OBJETIVO A: Indique se cada afirmação a seguir está de acordo com o texto sobre as eleições em Israel, respondendo sim ou não e citando literalmente as palavras do texto que decidem a questão: (i) Netanyahu tem 73 anos; (ii) algum partido já obteve maioria absoluta no Parlamento israelense; (iii) a coalizão liderada por Naftali Bennett reunia oito partidos.

TEL AVIV - Os israelenses estão voltando às urnas pela quinta vez em menos de quatro anos. Sim, você já leu esta notícia antes. Não, não é uma notícia velha. Os israelenses votam na terça-feira, 1° de novembro, em um pleito que pode marcar o retorno ao poder do ex-primeiro-ministro Binyamin Netanyahu, acusado de corrupção.
Aos 73 anos, o chefe de governo mais longevo da história do país tenta reunir a maioria de 61 deputados dos 120 do Parlamento, ao lado de seus aliados dos partidos ultraortodoxos e de extrema direita.
As pesquisas mais recentes projetam 60 cadeiras para o “bloco de direita” de Netanyahu, contra 56 para o atual primeiro-ministro, o centrista Yair Lapid, e seus aliados.
Mas, afinal, por que Israel tem tantas eleições? E o que deve acontecer no quinto pleito em quatro anos?
Que tipo de governo Israel tem?
Israel é uma democracia parlamentar com um sistema eleitoral de representação proporcional. Nenhum partido jamais ganhou votos suficientes para uma maioria absoluta no Parlamento. Em vez disso, os partidos maiores devem formar coalizões contando com o apoio de partidos menores que negociam para proteger seus interesses e muitas vezes acabam exercendo um poder desproporcional.
Essas coalizões também podem ser instáveis – perder o apoio de um partido, ou às vezes até mesmo um membro do parlamento, significa perder a maioria.
Os últimos anos foram particularmente tumultuados. De abril de 2019 a março de 2021, Israel realizou quatro eleições que terminaram de forma inconclusiva, com um Parlamento dividido entre partidos aliados a Netanyahu, que serviu um total de 15 anos no cargo, 12 anos de forma consecutiva, e aqueles que se opõem às suas tentativas de permanecer no poder.
Por que o governo caiu da última vez?
Naftali Bennett, líder de um pequeno partido de direita, liderou uma pesada coalizão de oito partidos composta por oponentes políticos de direita, esquerda e centro com agendas ideológicas conflitantes. Incluiu o primeiro partido árabe independente a se juntar a uma coalizão governamental israelense.
Apelidada de “coalizão kumbaya” por alguns, seus parceiros se uniram pelo desejo de restaurar um senso de unidade e estabilidade nacional – e principalmente, de derrubar Netanyahu.
Mas as tensões internas sobre questões políticas e a pressão implacável de Netanyahu e seus aliados levaram dois membros do partido de Bennett, Yamina, a deixar a coalizão. Uma delas, a deputada Idit Silman, saiu após um confronto com o ministro da Saúde, Nitzan Horowitz, sobre a distribuição de pão fermentado durante a Páscoa Judaica, em vez do pão ázimo que marca a tradição.

OBJETIVO B: Transcreva as linhas dos registros desde o início deles até a linha que contém "[[[89,249],[51,233],[42,331],[82,353],[122,324]]]", inclusive, sem nenhuma alteração.

REGISTROS ARMAZENADOS:
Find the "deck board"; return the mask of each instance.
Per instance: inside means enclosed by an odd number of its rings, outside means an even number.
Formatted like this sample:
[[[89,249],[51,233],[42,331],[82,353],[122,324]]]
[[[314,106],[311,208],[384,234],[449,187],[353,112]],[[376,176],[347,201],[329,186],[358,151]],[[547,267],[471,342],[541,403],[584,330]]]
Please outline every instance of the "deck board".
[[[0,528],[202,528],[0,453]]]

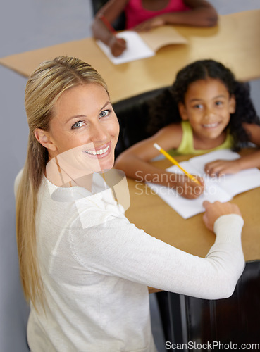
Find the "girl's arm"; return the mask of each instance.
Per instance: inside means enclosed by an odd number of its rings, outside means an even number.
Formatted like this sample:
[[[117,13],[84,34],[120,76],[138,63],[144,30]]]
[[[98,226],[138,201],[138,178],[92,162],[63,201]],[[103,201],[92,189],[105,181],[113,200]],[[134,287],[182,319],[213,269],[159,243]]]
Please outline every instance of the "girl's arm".
[[[92,34],[95,39],[108,45],[114,56],[119,56],[126,49],[125,41],[116,38],[100,19],[103,15],[110,24],[119,17],[129,0],[109,0],[97,12],[92,25]]]
[[[250,142],[260,148],[260,125],[244,123],[243,127],[250,136]],[[234,174],[250,168],[260,168],[260,149],[234,161],[216,160],[205,165],[205,172],[210,176]]]
[[[199,27],[213,27],[217,24],[218,13],[205,0],[183,0],[190,10],[171,12],[151,18],[138,25],[135,30],[149,30],[163,25],[187,25]]]
[[[137,181],[173,187],[185,198],[197,198],[203,191],[202,184],[199,186],[182,174],[168,172],[149,163],[151,159],[161,155],[154,148],[154,143],[157,143],[166,151],[176,149],[180,144],[182,136],[182,130],[180,125],[173,124],[166,126],[151,137],[123,152],[116,160],[115,168],[122,170],[128,177]],[[203,183],[202,180],[199,180]]]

RESOLUÇÃO A:
(i) Sim: "Aos 73 anos, o chefe de governo mais longevo da história do país".
(ii) Não: "Nenhum partido jamais ganhou votos suficientes para uma maioria absoluta no Parlamento".
(iii) Sim: "liderou uma pesada coalizão de oito partidos".

RESOLUÇÃO B:
Find the "deck board"; return the mask of each instance.
Per instance: inside means enclosed by an odd number of its rings, outside means an even number.
Formatted like this sample:
[[[89,249],[51,233],[42,331],[82,353],[122,324]]]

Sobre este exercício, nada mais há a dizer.